>> begin Records shown

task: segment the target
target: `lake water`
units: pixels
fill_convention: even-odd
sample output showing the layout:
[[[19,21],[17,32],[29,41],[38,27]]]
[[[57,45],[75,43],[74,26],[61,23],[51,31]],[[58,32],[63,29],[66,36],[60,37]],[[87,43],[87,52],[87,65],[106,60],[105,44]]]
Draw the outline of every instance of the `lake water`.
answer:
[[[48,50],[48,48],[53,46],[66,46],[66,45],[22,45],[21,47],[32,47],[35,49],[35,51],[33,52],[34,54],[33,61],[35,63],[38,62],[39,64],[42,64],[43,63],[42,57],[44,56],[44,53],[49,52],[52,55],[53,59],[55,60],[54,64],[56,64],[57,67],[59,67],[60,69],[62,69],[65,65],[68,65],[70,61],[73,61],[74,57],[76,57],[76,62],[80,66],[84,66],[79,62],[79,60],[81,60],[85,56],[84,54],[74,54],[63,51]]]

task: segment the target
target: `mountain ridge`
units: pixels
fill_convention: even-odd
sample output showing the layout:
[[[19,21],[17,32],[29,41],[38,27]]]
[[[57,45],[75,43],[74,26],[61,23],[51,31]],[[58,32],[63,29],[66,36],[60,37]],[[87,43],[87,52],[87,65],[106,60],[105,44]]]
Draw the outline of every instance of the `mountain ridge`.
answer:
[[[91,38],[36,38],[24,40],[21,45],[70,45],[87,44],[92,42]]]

>> end Records shown
>> begin Records shown

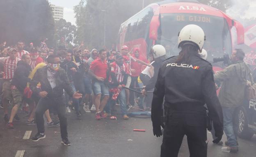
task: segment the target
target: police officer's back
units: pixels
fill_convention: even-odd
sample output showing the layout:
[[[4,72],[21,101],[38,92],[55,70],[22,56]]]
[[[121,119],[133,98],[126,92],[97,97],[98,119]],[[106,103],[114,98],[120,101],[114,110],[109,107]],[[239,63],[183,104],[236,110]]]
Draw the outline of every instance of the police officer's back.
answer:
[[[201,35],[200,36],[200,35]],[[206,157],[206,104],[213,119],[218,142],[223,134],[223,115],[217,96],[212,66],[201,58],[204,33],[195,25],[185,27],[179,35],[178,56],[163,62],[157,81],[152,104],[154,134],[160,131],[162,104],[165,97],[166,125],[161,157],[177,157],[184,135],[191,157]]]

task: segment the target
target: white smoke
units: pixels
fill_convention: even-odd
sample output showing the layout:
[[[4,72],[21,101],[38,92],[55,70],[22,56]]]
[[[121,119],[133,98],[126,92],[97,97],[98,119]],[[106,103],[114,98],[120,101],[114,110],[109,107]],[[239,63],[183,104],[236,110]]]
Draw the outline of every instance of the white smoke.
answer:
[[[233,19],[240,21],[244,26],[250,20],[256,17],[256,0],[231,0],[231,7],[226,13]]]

>> end Records shown

Goal:
Return every line of the material that contains the string "smoke", treating uppercase and lowercase letters as distinct.

Response below:
target: white smoke
Draw the outline of every instance of the white smoke.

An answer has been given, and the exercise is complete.